■ **SUPPLIED PASSAGE**:
%%
5 Horribly Depressing Christmas Stories
There are plenty of depressing news stories out there. Here are five that involve Santa going on crime sprees and real life Grinches stealing Christmas.
1) Obese man sits on a nativity donkey, donkey dies
In 0BC a heavily pregnant Mary rode into Bethlehem on a donkey. "Jesus Christ", she probably exclaimed "I hope this donkey can cope with the weight". We don't hear much more about the donkey in the bible, it's not really his story (for more of that see the Holy Book of Donkey Tales) but we like to imagine it lived a long and happy life.
2,014 years later an obese man posed on top of a nativity donkey (probably all the time exclaiming "look at me, Ma, I'm like the Virgin Mary") and two days after that the donkey died due to internal injuries.
Pictured here smiling callously as he commits donkeycide.
I don't want to hold Mary responsible, particularly at Christmas, but could the bible not have put in a little "do not try this at home" disclaimer?
This story made me horribly sad. Happy Christmas.
2) Santa keeps getting arrested
Santa has been arrested twice this year and he hasn't even broke and entered into anyone's house yet.
First he was piled into the back of a police van in Wales, to the sounds of crying children.
%%
■ **DATASET EXTRACT**:
%%
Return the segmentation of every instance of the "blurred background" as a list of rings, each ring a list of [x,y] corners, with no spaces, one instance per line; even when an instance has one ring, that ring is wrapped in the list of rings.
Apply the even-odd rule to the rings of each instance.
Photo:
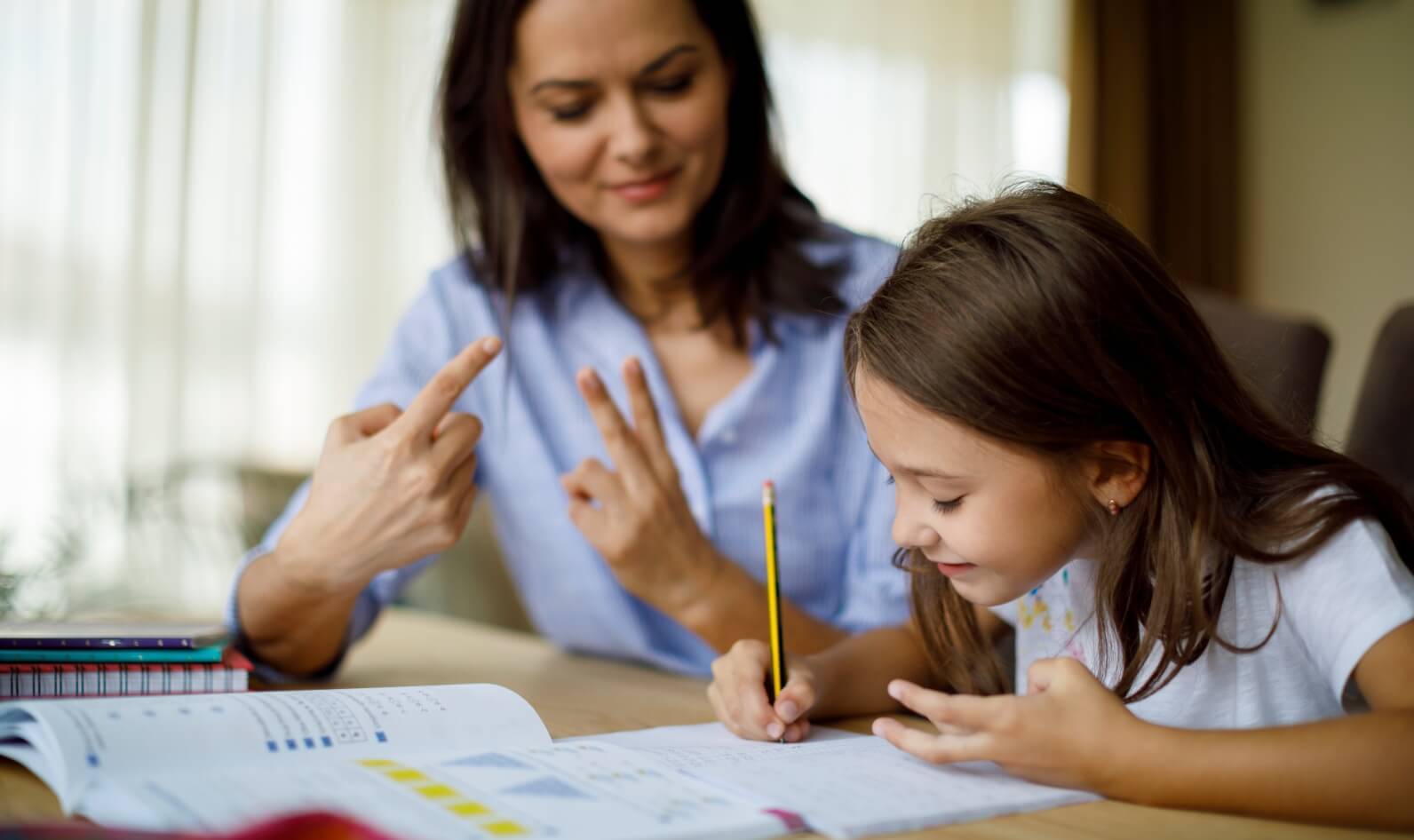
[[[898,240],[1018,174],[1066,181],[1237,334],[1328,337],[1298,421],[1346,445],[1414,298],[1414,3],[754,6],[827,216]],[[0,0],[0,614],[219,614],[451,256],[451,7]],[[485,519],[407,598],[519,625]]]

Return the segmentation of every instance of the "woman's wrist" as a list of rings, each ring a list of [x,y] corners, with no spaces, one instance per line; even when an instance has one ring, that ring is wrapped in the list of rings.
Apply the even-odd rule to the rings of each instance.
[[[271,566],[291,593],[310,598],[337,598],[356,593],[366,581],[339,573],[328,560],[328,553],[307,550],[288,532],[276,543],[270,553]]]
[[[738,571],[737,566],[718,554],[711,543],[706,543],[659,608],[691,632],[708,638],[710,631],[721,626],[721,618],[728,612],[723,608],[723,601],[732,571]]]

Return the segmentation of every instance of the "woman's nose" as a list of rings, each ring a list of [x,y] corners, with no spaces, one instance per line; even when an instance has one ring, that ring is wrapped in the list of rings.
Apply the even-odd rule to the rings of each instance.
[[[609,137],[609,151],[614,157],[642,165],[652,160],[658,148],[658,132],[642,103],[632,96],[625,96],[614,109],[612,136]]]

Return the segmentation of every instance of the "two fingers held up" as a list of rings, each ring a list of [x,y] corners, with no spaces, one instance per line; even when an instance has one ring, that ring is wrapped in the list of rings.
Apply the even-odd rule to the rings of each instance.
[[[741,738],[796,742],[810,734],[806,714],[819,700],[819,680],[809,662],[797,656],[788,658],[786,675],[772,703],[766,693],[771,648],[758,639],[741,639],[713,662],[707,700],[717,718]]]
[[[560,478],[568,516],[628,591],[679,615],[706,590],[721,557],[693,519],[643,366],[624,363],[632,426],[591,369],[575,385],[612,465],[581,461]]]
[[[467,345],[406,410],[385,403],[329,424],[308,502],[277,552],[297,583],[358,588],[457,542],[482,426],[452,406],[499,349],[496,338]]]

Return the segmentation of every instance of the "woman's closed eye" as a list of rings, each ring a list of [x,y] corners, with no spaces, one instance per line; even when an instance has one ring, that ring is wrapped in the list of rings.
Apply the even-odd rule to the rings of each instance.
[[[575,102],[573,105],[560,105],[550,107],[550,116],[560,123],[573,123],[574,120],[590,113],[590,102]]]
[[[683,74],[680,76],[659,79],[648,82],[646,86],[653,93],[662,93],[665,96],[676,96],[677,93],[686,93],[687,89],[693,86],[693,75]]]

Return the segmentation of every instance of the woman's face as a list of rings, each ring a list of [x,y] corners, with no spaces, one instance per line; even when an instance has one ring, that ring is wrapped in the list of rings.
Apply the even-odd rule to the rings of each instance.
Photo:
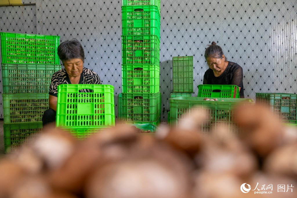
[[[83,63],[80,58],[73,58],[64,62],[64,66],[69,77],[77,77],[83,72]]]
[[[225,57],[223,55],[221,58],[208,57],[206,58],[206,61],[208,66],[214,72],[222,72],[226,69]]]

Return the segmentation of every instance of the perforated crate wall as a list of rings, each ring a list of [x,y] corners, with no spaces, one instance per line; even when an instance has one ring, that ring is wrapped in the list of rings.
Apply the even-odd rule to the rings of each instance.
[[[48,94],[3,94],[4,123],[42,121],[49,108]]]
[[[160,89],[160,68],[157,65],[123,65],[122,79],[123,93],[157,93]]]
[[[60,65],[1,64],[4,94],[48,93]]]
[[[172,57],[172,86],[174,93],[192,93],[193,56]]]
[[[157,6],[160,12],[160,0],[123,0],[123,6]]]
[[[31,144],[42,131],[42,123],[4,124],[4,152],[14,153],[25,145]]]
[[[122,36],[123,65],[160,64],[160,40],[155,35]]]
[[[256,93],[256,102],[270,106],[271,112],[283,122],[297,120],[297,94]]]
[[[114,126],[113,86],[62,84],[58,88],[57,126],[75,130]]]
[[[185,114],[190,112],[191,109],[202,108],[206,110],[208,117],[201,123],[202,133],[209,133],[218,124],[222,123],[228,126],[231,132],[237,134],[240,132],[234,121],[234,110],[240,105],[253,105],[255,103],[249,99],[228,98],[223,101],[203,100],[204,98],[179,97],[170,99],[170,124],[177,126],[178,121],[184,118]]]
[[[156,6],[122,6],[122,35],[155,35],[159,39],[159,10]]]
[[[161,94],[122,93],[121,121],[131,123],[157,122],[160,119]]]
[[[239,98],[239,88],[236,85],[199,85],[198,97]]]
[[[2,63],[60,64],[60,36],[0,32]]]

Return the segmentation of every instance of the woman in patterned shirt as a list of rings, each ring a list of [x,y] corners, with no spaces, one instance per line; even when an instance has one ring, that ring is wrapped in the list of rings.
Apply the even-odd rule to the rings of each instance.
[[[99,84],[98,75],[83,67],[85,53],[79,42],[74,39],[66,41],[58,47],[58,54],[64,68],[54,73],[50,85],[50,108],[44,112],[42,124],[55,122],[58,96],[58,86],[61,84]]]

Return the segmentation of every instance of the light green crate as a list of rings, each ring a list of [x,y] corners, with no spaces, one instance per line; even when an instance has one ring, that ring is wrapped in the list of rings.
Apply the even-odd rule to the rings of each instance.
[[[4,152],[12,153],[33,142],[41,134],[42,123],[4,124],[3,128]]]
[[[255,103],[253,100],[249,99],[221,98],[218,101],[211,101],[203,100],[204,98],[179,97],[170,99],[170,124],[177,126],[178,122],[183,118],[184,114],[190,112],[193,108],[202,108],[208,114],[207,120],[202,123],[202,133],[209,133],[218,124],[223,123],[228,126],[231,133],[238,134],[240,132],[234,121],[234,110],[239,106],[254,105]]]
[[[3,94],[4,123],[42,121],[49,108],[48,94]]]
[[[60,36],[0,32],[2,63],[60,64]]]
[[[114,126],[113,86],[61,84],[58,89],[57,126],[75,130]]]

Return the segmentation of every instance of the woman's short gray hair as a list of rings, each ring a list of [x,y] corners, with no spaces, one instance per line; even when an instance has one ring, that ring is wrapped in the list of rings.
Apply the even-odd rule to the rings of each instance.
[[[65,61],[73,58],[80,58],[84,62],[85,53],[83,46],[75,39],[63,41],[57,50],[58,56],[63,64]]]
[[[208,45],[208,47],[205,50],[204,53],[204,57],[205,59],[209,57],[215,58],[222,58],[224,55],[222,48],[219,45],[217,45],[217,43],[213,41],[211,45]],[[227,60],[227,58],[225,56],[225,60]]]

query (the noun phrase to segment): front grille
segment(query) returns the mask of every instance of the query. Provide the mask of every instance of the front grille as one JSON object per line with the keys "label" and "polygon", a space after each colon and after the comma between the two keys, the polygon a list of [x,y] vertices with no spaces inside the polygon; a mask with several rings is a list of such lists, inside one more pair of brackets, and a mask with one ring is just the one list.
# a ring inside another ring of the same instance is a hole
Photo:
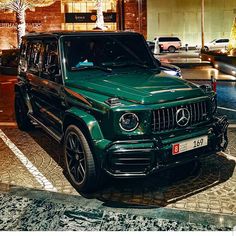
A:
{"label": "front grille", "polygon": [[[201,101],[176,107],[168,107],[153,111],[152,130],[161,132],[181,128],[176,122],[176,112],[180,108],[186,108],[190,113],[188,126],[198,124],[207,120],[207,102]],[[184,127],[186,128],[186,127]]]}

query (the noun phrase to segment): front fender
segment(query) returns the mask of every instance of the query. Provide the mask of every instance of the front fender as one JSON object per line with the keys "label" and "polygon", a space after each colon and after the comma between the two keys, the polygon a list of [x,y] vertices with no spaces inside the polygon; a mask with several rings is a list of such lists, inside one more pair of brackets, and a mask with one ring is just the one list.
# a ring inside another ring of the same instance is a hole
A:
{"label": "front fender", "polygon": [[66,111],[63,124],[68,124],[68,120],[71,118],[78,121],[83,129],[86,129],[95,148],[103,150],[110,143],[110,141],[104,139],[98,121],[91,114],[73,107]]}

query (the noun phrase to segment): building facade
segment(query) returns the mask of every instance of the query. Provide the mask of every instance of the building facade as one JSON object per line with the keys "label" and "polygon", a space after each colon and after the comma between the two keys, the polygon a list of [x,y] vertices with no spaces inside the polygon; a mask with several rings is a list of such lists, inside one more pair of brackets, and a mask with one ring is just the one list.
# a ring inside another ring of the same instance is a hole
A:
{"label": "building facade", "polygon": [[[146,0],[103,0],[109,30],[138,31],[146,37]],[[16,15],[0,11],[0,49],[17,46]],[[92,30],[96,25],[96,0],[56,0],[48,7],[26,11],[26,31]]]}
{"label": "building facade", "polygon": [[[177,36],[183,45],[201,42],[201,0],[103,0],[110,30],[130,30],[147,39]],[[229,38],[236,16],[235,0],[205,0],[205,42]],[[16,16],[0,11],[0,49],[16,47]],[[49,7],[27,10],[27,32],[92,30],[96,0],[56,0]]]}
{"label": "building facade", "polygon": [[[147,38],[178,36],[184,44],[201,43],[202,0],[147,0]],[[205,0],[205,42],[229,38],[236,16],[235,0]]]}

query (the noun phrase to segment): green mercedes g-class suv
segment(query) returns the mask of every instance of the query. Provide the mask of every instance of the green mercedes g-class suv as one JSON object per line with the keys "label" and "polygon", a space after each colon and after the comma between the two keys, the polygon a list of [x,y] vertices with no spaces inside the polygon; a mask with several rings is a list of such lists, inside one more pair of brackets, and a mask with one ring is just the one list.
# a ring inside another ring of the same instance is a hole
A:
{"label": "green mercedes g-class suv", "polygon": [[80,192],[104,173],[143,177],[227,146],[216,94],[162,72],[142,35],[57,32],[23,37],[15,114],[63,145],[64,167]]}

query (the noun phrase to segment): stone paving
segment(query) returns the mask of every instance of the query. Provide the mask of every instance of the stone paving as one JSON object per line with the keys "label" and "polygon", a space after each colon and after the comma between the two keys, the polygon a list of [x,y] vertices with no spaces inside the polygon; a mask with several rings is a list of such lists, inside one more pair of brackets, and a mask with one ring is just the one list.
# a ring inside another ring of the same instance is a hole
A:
%%
■ **QUESTIONS ON THE MATERIAL**:
1. Shorten the paragraph beginning "2,014 years later an obese man" from the Christmas stories piece, keeping its main facts.
2. Do these agree with the Christmas stories piece? Answer yes or no for each and quote the deciding words. (a) The donkey died two days after the man posed on it. (b) Santa has been arrested three times this year. (c) Santa was put in a police van in Wales.
The material is separate from the Christmas stories piece.

■ **TASK-BY-TASK RESULTS**:
1. 2,014 years after Mary's ride, an obese man posed on a nativity donkey, which died of internal injuries two days later.

2.
(a) Yes: "two days after that the donkey died due to internal injuries"
(b) No: "Santa has been arrested twice this year"
(c) Yes: "First he was piled into the back of a police van in Wales"